(Data records)

+++

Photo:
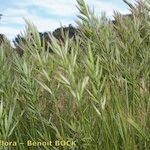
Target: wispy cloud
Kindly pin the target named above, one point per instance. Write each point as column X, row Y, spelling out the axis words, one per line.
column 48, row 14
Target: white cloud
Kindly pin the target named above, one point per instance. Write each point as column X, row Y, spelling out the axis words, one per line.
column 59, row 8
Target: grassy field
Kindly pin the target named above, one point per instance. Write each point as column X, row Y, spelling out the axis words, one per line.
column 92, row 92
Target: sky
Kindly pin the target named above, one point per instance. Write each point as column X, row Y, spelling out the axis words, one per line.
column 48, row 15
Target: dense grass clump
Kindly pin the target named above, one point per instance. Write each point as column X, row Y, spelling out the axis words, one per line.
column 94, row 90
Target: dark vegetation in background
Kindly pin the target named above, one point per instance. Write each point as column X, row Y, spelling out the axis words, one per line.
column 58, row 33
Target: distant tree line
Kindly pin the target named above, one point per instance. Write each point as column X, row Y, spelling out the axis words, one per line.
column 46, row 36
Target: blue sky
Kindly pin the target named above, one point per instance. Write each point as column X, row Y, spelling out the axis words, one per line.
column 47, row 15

+++

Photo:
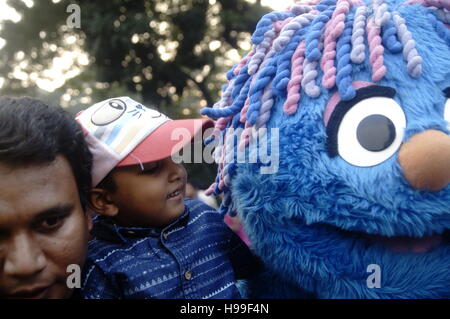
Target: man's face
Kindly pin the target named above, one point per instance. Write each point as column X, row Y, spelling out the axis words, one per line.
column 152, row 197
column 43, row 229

+++

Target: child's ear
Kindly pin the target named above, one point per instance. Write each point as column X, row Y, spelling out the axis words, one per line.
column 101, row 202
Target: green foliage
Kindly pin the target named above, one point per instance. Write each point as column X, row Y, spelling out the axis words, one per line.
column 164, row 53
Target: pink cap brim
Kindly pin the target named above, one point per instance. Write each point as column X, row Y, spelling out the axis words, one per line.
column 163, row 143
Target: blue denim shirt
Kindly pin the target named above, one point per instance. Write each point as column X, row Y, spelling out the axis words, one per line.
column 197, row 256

+++

Copy the lines from the one with "Target: child's ear" to the one with "column 101, row 202", substituting "Please" for "Kindly" and leaving everything else unchanged.

* THE REPLY
Target: child's ear
Please pin the target named above, one point per instance. Write each point as column X, row Y, spelling out the axis words, one per line.
column 101, row 202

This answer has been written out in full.